[WHAT TO PRODUCE] Render every line of the items below as a Markdown table with two columns, Row for the row number and Line for the line itself. Leave out any blank lines.

## Begin SOURCE RECORDS

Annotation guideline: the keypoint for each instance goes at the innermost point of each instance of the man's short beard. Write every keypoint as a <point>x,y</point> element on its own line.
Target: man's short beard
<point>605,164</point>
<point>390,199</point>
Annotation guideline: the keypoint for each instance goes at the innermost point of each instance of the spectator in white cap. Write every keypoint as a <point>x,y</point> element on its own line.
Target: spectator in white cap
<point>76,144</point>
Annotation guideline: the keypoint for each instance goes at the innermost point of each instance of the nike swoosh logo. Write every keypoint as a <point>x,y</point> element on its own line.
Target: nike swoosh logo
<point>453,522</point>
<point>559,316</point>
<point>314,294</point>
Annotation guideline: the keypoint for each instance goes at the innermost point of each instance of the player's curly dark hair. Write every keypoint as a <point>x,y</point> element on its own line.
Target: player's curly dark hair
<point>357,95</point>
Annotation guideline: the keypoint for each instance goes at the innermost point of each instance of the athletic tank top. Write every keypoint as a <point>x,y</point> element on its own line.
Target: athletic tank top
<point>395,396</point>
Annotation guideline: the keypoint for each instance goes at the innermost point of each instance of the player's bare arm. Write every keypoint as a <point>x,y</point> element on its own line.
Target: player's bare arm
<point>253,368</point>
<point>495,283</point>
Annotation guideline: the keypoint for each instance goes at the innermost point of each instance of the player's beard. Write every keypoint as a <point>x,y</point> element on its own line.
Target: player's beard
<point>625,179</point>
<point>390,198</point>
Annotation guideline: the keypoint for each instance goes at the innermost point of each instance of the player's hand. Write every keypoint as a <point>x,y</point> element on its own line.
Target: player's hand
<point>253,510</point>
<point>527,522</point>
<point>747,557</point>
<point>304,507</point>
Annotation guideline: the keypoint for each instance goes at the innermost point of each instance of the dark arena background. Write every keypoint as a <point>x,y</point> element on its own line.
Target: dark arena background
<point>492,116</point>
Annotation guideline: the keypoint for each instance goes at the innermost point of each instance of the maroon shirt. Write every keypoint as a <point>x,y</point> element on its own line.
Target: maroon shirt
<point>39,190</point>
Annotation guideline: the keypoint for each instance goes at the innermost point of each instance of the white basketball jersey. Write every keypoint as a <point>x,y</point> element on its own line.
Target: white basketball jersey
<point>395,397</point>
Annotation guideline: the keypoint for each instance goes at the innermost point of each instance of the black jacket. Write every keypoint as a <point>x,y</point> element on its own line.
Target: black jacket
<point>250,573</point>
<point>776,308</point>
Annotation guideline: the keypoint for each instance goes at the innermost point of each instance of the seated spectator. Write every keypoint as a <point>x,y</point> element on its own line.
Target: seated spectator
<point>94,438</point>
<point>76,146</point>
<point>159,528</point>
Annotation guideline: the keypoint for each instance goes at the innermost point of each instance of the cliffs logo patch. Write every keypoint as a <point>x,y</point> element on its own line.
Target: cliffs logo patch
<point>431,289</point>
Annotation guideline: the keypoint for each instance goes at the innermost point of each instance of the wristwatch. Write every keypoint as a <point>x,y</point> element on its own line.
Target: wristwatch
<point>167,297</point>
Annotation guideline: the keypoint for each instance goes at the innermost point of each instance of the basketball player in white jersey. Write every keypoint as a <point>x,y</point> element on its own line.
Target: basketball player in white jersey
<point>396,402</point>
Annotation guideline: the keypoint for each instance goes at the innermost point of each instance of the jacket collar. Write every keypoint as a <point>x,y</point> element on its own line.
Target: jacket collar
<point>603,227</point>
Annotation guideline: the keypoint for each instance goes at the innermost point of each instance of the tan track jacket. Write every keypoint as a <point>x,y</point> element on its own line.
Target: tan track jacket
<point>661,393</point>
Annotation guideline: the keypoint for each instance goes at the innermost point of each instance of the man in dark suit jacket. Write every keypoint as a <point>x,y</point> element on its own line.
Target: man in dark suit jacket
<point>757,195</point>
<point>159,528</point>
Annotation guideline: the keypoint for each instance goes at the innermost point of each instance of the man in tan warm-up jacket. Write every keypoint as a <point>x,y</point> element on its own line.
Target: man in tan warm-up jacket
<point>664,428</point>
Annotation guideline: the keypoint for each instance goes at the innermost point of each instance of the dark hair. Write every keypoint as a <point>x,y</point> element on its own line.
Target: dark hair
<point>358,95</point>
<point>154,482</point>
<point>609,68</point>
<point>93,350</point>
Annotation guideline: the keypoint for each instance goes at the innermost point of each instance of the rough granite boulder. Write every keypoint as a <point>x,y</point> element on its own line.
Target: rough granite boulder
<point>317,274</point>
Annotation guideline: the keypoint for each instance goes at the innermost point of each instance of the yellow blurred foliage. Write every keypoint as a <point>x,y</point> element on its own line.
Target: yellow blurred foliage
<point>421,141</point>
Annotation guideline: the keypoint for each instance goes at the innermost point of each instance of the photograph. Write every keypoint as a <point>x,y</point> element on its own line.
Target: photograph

## End SOURCE RECORDS

[TASK RESULT]
| Row | Line |
|---|---|
| 1 | Annotation guideline: the keypoint for each instance goes at the innermost point of each instance of the man's short beard. Write every keypoint as a <point>x,y</point> element on its own line. |
| 2 | Target: man's short beard |
| 3 | <point>605,164</point> |
| 4 | <point>390,199</point> |
| 5 | Annotation guideline: the keypoint for each instance goes at the innermost point of each instance of the spectator in white cap. Write every keypoint as a <point>x,y</point> element on its own line. |
| 6 | Target: spectator in white cap |
| 7 | <point>76,144</point> |
| 8 | Annotation guideline: the keypoint for each instance goes at the innermost point of each instance of the nike swoosh logo. Write every keypoint as a <point>x,y</point> element on its own line. |
| 9 | Target: nike swoosh logo |
| 10 | <point>453,522</point> |
| 11 | <point>559,316</point> |
| 12 | <point>314,294</point> |
| 13 | Annotation guideline: the keypoint for each instance goes at the innermost point of each instance of the player's curly dark hair. Write every keypoint as a <point>x,y</point> element on its own line. |
| 14 | Target: player's curly dark hair |
| 15 | <point>357,95</point> |
| 16 | Annotation guideline: the keypoint for each instance goes at the innermost point of each instance of the athletic tank top. Write every keypoint as a <point>x,y</point> element on its own line. |
| 17 | Target: athletic tank top |
| 18 | <point>395,396</point> |
| 19 | Annotation guideline: the keypoint for each instance goes at the innermost point of each instance of the player's bare arm. Write every keypoint as a <point>x,y</point> element on its own line. |
| 20 | Target: player's bare arm |
| 21 | <point>253,368</point> |
| 22 | <point>495,283</point> |
| 23 | Annotation guideline: the keypoint for each instance goes at the innermost point of each instance of the player's beard. Write every keypoint as a <point>x,y</point> element on its own line. |
| 24 | Target: player's beard |
| 25 | <point>625,179</point> |
| 26 | <point>390,198</point> |
| 27 | Annotation guideline: the keypoint for each instance goes at the innermost point of each instance of the player's hand. Write every keypoint as a <point>x,y</point> element on its own line. |
| 28 | Target: player's hand |
| 29 | <point>253,510</point> |
| 30 | <point>527,522</point> |
| 31 | <point>747,557</point> |
| 32 | <point>304,507</point> |
| 33 | Annotation guideline: the keypoint for each instance goes at the innermost point of each instance of the dark arena background. Write every keypoint as a <point>x,y</point> element on its own line. |
| 34 | Target: dark arena background |
| 35 | <point>492,116</point> |
| 36 | Annotation guideline: the keypoint for each instance goes at the innermost point of each instance of the maroon shirt. Write every keypoint as a <point>x,y</point> element on its own line. |
| 37 | Target: maroon shirt |
| 38 | <point>39,190</point> |
| 39 | Annotation guideline: the keypoint for each instance goes at the innermost point of each instance of the white basketball jersey. Write every keypoint as a <point>x,y</point> element on its own line. |
| 40 | Target: white basketball jersey |
| 41 | <point>395,397</point> |
| 42 | Annotation guideline: the keypoint for each instance goes at the innermost point of each instance of the black jacket. Write every keypoint as a <point>x,y</point> element on its own line. |
| 43 | Target: black jacket |
| 44 | <point>250,573</point> |
| 45 | <point>776,308</point> |
| 46 | Annotation guideline: the keypoint for each instance goes at the innermost point of each instance of the seated spectator. Write every keypoint as a <point>x,y</point> element on its own line. |
| 47 | Target: seated spectator |
| 48 | <point>94,438</point> |
| 49 | <point>76,146</point> |
| 50 | <point>159,528</point> |
| 51 | Annotation guideline: the keypoint for each instance goes at the innermost point of each instance of the cliffs logo patch. Write every keypoint as a <point>x,y</point> element on its own line. |
| 52 | Target: cliffs logo patch |
| 53 | <point>431,289</point> |
| 54 | Annotation guideline: the keypoint for each instance goes at the innermost point of each instance of the wristwatch. Write every keypoint as a <point>x,y</point> element on its own line. |
| 55 | Target: wristwatch |
| 56 | <point>167,297</point> |
| 57 | Annotation guideline: the keypoint for each instance goes at the innermost point of each instance of the basketball player in white jersey. Write every keypoint as a <point>x,y</point> element on its own line. |
| 58 | Target: basketball player in white jersey |
| 59 | <point>396,402</point> |
| 60 | Annotation guideline: the keypoint for each instance goes at the innermost point of each instance of the jacket collar. Write every keypoint as a <point>x,y</point> element on its own line. |
| 61 | Target: jacket collar |
| 62 | <point>603,227</point> |
| 63 | Annotation guideline: the keypoint for each instance goes at the innermost point of each instance of the tan track jacket. Write every keypoint as a <point>x,y</point> element on its own line. |
| 64 | Target: tan track jacket |
| 65 | <point>661,393</point> |
| 66 | Annotation guideline: the keypoint for each instance goes at the innermost point of each instance of the man in dark suit jacket. Write every keypoint as a <point>x,y</point> element on its own line. |
| 67 | Target: man in dark suit jacket |
| 68 | <point>757,195</point> |
| 69 | <point>159,528</point> |
| 70 | Annotation guideline: the keypoint for each instance goes at the innermost point of each instance of the man in tan warm-up jacket. Write every keypoint as a <point>x,y</point> element on its own line. |
| 71 | Target: man in tan warm-up jacket |
| 72 | <point>664,428</point> |
| 73 | Annotation guideline: the keypoint for each instance goes at the innermost point of each instance of the dark hair. Write every keypoint as a <point>x,y</point> element on its own line. |
| 74 | Target: dark hair |
| 75 | <point>358,95</point> |
| 76 | <point>154,482</point> |
| 77 | <point>609,68</point> |
| 78 | <point>93,350</point> |
| 79 | Annotation guideline: the keypoint for each instance goes at the innermost point of each instance of the rough granite boulder. Write every keypoint as a <point>x,y</point> element on its own line. |
| 80 | Target: rough granite boulder |
| 81 | <point>317,274</point> |
| 82 | Annotation guideline: the keypoint for each instance goes at the innermost point of each instance of the yellow blurred foliage. Write every keypoint as a <point>x,y</point> element on its own line. |
| 83 | Target: yellow blurred foliage |
| 84 | <point>421,141</point> |
| 85 | Annotation guideline: the keypoint for each instance goes at the innermost point of each instance of the photograph. Write every keypoint as a <point>x,y</point> element on its own line. |
| 86 | Target: photograph |